Begin Extracted information

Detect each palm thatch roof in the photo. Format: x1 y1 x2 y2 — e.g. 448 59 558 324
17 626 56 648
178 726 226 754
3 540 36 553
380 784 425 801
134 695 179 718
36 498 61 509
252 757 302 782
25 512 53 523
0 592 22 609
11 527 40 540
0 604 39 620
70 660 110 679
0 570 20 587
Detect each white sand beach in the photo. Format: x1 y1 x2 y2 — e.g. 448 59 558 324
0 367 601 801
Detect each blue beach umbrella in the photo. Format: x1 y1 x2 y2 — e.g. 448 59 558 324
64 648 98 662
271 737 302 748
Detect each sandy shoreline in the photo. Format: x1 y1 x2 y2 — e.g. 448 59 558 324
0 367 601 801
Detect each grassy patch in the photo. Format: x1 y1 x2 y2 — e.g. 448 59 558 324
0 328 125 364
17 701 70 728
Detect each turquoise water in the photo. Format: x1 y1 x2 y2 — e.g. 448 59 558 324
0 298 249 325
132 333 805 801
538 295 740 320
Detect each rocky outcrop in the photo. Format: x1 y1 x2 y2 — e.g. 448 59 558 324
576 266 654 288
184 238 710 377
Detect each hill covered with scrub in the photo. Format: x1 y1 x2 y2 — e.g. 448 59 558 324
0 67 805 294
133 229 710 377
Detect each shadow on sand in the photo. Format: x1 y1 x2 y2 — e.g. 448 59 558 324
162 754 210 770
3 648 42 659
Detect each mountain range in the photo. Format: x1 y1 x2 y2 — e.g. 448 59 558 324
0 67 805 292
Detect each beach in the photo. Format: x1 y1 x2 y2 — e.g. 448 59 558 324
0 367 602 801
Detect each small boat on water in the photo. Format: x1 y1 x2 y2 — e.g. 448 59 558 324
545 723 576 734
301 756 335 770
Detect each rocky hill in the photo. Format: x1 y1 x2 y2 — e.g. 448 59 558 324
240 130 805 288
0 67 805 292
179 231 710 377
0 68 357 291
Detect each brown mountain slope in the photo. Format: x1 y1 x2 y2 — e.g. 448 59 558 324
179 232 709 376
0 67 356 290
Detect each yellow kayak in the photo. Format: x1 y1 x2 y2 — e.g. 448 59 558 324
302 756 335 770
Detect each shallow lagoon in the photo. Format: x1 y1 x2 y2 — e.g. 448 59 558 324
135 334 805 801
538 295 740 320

End Extracted information

• **Task to carry out**
Copy all of the records above line for line, without changing anything.

• **Solution**
Detect each palm thatch roof in the photo. Format: x1 y1 x2 y2 — e.g. 448 59 558 324
17 626 56 648
178 726 226 754
3 540 36 553
380 784 425 801
134 695 179 718
36 498 61 509
252 757 302 782
25 512 53 523
0 592 22 609
11 527 40 540
0 604 39 620
70 660 110 679
0 570 20 587
Detect each white sand beach in the photo. Format: x1 y1 x2 y2 — e.g. 448 59 558 324
0 367 601 801
Detect each blue beach umbrella in the photo. Format: x1 y1 x2 y2 — e.g. 448 59 558 324
64 648 98 662
271 737 302 748
Detect each sandy shoreline in the photo. Format: x1 y1 x2 y2 — e.g. 448 59 558 324
0 367 601 801
Detect each grassy patch in the photo. Format: x1 y1 x2 y2 — e.g. 448 59 558 324
0 328 125 364
17 701 70 728
Detect each turquoise water in the photo. Format: x1 y1 x2 y2 — e.g. 448 59 558 324
0 298 249 325
132 333 805 801
538 295 740 320
Detect each rocky outcrop in the photo. Format: x1 y1 x2 y2 — e.g. 448 59 558 324
576 266 654 288
184 238 710 377
Detect each hill covered with scrub in the photo. Format: x1 y1 x2 y2 — e.g. 448 59 558 324
0 67 805 294
133 229 710 377
Detect each shadow on sand in the photo. Format: x1 y1 x2 y2 — e.g. 448 59 558 324
162 754 210 770
3 648 42 659
Detect each mountain range in the photo. Format: x1 y1 x2 y2 — e.g. 448 59 558 324
0 67 805 292
Detect each beach in the photo. Format: x1 y1 x2 y2 — e.g. 448 59 558 324
0 367 602 801
Detect each small boat on water in the photo. Format: x1 y1 x2 y2 — e.g. 448 59 558 324
545 723 576 734
301 756 335 770
Detect each rocky hill in the photo. Format: x1 y1 x2 y2 — e.g. 448 59 558 324
240 130 805 288
0 67 805 292
179 231 710 377
0 68 357 291
Detect each brown mountain slope in the photo. Format: x1 y1 x2 y2 — e.g. 448 59 558 324
179 232 709 376
0 67 356 290
Detect each yellow kayak in the photo. Format: x1 y1 x2 y2 — e.g. 448 59 558 324
302 756 335 770
Detect each shallow lagoon in the photo. Format: x1 y1 x2 y2 — e.g. 448 59 558 324
135 334 805 801
538 295 740 320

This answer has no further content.